# Exercise objective
The answer must consist of every line below that holds the word "part".

-- Dataset records follows --

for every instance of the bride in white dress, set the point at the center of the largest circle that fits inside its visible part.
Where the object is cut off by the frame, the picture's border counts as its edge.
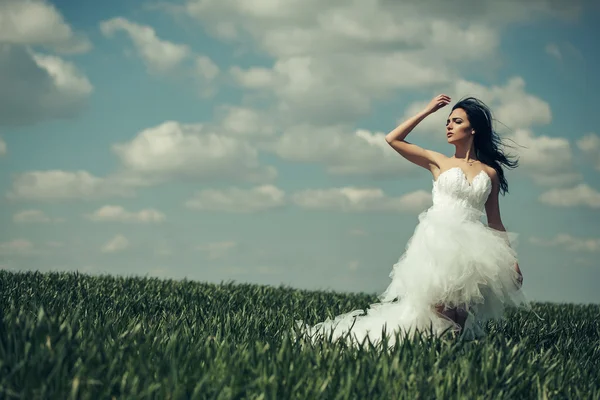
(456, 273)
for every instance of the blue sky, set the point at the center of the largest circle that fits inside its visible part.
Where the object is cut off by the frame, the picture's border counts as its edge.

-- Dataset records concluded --

# Written answer
for every instance of the bride in white dress, set the point at the center of the largest circle that fits inside its visible part.
for every instance of the blue sky, set the point at the center of the largest circle that fits inside its visible part.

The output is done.